Avoiding Nested Queries - sql

How Important is it to avoid nested queries.
I have always learnt to avoid them like a plague. But they are the most natural thing to me. When I am designing a query, the first thing I write is a nested query. Then I convert it to joins, which sometimes takes a lot of time to get right. And rarely gives a big performance improvement (sometimes it does)
So are they really so bad. Is there a way to use nested queries without temp tables and filesort

It really depends, I had situations where I improved some queries by using subqueries.
The factors that I am aware are:
if the subquery uses fields from outer query for comparison or not (correlated or not)
if the relation between the outer query and sub query is covered by indexes
if there are no usable indexes on the joins and the subquery is not correlated and returns a small result it might be faster to use it
i have also run into situations where transforming a query that uses order by into a query that does not use it and than turning it into a simple subquery and sort that improves performance in mysql
Anyway, it is always good to test different variants (with SQL_NO_CACHE please), and turning correlated queries into joins is a good practice.
I would even go so far to call it a very useful practice.
It might be possible that if correlated queries are the first that come to your mind that you are not primarily thinking in terms of set operations, but primarily in terms of procedural operations and when dealing with relational databases it is very useful to fully adopt the set perspective on the data model and transformations on it.
EDIT:
Procedural vs Relational
Thinking in terms of set operations vs procedural boils down to equivalence in some set algebra expressions, for example selection on a union is equivalent to union of selections. There is no difference between the two.
But when you compare the two procedures, such as apply the selection criteria to every element of an union with make a union and then apply selection, the two are distinctly different procedures, which might have very different properties (for example utilization of CPU, I/O, memory).
The idea behind relational databases is that you do not try to describe how to get the result (procedure), but only what you want, and that the database management system will decide on the best path (procedure) to fulfil your request. This is why SQL is called 4th generation language (4GL).
One of the tricks that help you do that is to remind yourself that tuples have no inherent order (set elements are unordered).
Another is realizing that relational algebra is quite comprehensive and allows translation of requests (requirements) directly to SQL (if semantics of your model represent well the problem space, or in another words if meaning attached to the name of your tables and relationships is done right, or in another words if your database is designed well).

— Given exercise —
According to the thread on nested queries above, why is SQL called a 4th generation language? The lines that come next are from an unrelated source.

— Supplied records —
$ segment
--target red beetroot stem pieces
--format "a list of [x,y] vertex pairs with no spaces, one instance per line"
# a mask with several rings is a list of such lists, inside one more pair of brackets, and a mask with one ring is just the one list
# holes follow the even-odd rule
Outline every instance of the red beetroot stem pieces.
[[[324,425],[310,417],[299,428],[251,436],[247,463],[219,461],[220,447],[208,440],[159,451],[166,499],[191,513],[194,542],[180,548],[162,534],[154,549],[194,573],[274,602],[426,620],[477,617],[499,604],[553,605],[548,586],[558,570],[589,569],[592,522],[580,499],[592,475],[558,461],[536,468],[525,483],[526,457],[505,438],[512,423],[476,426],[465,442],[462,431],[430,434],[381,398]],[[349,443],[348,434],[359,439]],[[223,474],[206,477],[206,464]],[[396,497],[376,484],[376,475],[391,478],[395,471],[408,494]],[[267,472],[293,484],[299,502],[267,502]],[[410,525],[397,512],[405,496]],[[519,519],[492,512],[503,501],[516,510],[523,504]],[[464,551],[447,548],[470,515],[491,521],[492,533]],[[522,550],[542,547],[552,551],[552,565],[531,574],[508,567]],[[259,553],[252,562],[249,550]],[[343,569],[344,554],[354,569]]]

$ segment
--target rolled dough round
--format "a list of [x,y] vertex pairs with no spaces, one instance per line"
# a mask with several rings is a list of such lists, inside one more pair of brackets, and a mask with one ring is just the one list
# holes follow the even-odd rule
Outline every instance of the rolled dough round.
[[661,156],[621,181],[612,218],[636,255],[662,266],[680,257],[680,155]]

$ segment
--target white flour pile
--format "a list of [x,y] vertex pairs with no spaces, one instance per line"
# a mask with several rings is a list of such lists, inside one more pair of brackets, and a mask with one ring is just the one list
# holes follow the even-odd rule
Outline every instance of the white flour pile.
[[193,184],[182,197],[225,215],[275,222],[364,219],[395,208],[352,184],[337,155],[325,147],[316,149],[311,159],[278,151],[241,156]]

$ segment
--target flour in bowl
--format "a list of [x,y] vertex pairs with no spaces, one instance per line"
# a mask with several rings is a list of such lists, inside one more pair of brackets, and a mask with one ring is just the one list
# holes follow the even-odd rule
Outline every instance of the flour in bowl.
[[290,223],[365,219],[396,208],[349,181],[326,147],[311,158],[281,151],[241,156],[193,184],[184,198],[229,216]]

— Result below —
You describe only what you want rather than how to get it, and the database management system decides on the best path to fulfill the request.